Task prompt:
Collect every line of the data below that contains the word "white" and copy each one out.

Data in this exercise:
__________________________________________________

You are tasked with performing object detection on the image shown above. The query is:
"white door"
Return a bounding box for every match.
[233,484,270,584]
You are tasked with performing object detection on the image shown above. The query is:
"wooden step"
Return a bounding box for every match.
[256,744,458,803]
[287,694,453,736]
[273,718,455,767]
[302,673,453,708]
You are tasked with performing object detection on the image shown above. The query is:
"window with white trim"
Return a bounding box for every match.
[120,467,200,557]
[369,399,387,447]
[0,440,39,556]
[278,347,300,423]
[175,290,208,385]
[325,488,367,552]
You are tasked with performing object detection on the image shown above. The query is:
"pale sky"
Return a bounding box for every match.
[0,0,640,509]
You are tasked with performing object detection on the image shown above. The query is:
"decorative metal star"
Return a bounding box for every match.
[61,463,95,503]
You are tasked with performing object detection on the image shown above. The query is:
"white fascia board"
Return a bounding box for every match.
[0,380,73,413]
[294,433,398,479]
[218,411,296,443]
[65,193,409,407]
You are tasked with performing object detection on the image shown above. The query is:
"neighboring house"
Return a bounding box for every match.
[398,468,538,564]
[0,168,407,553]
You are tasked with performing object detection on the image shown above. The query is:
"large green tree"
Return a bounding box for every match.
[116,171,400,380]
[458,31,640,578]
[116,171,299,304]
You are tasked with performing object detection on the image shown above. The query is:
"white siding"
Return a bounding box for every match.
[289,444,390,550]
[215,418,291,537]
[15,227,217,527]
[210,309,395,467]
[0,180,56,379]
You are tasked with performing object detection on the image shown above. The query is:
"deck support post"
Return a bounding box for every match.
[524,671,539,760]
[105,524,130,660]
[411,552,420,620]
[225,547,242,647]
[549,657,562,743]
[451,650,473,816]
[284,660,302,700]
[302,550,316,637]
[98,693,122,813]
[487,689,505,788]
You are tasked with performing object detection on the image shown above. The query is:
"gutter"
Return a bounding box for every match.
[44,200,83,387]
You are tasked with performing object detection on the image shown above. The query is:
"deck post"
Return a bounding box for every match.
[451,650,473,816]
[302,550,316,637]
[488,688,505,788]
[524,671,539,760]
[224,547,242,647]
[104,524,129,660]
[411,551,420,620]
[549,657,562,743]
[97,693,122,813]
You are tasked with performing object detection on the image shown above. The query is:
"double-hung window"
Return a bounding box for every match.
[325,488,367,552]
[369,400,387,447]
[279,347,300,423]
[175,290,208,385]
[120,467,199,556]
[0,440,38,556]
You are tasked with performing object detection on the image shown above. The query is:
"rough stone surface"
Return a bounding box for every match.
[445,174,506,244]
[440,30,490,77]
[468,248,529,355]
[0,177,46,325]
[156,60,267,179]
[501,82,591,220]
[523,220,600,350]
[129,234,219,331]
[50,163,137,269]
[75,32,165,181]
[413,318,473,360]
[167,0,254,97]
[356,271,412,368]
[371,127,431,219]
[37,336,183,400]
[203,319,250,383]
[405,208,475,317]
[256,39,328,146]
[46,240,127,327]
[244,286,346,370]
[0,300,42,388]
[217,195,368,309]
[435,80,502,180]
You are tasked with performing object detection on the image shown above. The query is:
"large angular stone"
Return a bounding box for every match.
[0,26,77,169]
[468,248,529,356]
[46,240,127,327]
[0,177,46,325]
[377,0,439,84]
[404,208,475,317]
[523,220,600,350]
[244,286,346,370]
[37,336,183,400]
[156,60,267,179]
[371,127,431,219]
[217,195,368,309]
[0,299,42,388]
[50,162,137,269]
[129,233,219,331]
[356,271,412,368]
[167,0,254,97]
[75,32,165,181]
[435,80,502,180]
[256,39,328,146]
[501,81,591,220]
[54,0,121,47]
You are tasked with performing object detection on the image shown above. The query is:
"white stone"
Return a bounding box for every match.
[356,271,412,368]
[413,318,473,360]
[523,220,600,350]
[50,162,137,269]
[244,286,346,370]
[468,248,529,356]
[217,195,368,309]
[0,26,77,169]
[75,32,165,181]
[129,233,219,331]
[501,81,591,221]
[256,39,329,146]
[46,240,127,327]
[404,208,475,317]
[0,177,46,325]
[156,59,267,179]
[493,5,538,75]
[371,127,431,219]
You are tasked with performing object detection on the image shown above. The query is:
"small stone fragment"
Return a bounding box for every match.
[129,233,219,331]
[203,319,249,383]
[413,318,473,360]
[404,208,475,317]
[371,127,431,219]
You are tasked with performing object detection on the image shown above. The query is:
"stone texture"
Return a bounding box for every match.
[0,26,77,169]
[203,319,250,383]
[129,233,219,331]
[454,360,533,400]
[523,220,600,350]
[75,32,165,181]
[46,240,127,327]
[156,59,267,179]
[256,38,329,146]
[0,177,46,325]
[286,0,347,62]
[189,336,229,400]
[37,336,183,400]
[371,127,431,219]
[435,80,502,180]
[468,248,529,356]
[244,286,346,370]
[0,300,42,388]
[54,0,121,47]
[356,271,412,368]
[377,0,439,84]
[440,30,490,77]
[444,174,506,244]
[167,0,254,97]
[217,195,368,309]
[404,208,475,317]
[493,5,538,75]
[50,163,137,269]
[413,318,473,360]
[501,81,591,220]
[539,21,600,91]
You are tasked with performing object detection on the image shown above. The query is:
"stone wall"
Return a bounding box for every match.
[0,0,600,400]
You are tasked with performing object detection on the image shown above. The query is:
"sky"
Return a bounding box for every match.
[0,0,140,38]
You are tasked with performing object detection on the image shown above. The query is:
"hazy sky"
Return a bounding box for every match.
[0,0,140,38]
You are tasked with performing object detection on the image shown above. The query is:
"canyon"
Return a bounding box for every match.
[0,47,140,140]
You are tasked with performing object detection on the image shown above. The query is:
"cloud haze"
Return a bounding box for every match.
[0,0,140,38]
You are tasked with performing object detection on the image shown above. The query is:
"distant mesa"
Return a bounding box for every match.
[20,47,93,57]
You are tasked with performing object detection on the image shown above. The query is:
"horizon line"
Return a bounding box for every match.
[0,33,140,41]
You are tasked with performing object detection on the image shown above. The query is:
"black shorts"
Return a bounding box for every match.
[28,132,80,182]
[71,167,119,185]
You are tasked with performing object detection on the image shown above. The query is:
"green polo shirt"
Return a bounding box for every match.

__________________________________________________

Output below:
"white door"
"window with white trim"
"white fascia board"
"white siding"
"white stone"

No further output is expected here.